INPUT DATA |
====================
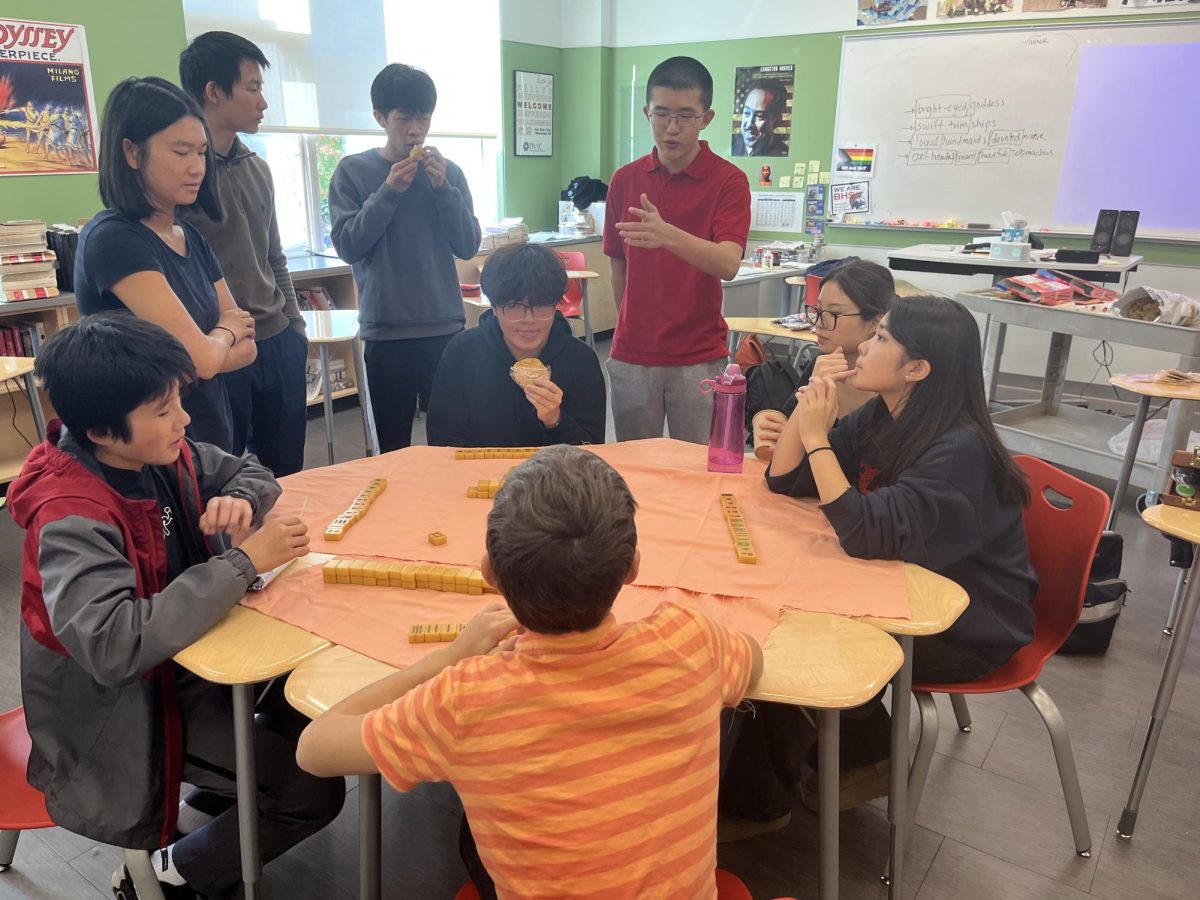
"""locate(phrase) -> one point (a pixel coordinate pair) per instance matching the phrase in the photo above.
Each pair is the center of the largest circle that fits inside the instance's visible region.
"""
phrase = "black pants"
(766, 747)
(292, 804)
(396, 372)
(269, 403)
====================
WHAT YOU SHOULD DO |
Return each line of the records that contains the string "phrase". Match case exactly.

EXERCISE SOLUTION |
"""locate(phrase) -> one point (a pixel coordinate pair) per instance matching the phrase in the photo above.
phrase = "black pants"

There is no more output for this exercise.